**Work instructions:**
Could you show each line of the records that contains the word "grass"?

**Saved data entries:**
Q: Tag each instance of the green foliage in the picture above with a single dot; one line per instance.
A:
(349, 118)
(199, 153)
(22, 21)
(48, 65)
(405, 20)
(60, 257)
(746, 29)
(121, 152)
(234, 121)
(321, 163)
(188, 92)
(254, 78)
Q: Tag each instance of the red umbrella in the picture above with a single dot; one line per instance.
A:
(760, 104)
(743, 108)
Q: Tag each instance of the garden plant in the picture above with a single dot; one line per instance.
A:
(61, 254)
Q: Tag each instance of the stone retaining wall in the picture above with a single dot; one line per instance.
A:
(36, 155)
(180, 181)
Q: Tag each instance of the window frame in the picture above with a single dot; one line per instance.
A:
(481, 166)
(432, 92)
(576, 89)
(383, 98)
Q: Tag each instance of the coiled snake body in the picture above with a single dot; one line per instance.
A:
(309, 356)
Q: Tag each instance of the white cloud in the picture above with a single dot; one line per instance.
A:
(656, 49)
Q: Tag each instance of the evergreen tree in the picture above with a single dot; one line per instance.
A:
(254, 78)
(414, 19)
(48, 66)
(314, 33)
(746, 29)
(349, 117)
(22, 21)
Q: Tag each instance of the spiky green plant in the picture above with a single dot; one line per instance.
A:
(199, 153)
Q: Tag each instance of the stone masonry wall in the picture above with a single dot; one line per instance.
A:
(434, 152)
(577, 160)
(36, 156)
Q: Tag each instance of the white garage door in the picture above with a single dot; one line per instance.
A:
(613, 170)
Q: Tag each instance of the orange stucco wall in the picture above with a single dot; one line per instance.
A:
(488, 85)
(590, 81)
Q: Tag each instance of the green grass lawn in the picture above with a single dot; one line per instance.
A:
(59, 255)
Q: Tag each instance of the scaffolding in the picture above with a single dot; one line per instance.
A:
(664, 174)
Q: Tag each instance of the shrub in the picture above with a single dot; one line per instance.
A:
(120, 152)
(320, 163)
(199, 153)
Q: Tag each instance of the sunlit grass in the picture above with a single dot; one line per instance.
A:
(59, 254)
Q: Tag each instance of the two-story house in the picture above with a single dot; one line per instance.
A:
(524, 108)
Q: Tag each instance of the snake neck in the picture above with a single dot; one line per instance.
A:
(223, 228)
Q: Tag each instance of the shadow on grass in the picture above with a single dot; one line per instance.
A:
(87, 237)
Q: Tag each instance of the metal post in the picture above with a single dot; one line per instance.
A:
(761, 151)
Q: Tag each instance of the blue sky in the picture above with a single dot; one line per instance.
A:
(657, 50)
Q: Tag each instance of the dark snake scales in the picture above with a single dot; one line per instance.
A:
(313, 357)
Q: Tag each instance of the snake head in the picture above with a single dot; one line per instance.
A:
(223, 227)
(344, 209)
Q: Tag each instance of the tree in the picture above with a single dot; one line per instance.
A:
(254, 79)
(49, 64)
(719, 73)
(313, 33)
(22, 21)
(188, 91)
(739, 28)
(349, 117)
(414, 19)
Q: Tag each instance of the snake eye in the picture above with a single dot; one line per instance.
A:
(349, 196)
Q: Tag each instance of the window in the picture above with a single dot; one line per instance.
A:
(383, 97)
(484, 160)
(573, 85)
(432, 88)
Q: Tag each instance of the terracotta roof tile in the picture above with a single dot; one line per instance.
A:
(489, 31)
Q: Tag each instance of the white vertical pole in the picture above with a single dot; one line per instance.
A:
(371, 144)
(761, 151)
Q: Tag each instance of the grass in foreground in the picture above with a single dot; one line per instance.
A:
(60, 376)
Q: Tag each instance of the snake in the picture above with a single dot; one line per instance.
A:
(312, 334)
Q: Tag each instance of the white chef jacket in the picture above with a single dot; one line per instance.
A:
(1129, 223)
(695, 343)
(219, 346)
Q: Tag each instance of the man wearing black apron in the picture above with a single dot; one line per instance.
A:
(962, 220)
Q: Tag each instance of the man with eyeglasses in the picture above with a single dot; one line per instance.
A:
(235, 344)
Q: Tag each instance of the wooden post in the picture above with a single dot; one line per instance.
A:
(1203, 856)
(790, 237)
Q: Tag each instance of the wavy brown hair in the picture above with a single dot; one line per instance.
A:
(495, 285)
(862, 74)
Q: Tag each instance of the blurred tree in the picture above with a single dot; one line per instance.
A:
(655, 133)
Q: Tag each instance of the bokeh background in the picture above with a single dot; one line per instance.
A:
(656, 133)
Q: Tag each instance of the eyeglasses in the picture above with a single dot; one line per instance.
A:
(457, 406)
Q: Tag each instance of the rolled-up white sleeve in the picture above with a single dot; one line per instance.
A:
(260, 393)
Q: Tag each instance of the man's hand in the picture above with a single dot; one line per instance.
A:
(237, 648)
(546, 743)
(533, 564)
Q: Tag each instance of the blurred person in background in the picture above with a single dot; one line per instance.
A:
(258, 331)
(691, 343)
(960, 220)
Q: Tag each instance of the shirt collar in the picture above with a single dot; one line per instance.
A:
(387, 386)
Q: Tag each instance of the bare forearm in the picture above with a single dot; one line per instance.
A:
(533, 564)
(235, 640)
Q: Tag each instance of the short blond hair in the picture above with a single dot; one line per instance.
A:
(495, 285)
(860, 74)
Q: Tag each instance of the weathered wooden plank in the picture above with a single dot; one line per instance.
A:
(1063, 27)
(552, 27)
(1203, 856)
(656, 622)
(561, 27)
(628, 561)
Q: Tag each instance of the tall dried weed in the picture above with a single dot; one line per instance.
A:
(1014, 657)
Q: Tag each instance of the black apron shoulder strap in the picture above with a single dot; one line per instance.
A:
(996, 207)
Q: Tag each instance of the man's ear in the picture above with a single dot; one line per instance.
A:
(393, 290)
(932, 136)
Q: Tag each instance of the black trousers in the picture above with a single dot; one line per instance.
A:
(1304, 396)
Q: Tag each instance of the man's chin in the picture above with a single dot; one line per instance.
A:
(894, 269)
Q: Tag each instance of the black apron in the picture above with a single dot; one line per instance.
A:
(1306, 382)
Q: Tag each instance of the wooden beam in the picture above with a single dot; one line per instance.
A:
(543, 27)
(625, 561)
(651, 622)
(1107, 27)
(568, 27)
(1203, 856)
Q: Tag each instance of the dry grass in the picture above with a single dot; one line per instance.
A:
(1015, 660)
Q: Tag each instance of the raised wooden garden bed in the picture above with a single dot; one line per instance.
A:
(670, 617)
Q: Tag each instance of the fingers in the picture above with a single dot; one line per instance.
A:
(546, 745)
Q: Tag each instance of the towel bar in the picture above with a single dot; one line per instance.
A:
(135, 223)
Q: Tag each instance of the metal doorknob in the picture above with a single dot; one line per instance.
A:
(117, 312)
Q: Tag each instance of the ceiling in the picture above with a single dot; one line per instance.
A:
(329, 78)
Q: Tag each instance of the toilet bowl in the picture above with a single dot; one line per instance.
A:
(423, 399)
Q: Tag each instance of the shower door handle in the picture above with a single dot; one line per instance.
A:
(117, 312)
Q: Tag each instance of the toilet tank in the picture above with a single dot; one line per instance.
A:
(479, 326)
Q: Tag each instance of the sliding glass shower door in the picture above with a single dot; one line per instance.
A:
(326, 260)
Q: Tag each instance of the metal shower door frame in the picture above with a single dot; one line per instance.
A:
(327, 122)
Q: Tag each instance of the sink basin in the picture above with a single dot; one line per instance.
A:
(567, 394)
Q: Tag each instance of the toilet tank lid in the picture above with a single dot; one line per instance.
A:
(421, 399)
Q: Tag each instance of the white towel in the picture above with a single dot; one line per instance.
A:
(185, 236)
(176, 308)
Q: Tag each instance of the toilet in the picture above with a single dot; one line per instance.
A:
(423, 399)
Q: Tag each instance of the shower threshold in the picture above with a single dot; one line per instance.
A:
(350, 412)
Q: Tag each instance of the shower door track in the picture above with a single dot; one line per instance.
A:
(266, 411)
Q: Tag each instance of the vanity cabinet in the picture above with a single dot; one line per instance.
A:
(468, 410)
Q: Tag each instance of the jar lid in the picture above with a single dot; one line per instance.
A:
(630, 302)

**Solution for this task:**
Q: Tag each instance of the green grass lawn in the picture above with a single dot; one line per instance.
Q: Tag each instance of the sunlit grass in the picture above with a single dot; one line per instance.
Q: Tag each instance of the shadow on grass in the picture above with a single dot; one line per instance.
Q: Tag each instance of the grass in foreground in the picture above with a single dot; one line per instance.
Q: Tag each instance of the dry grass in the picture above with a single dot; one line per instance.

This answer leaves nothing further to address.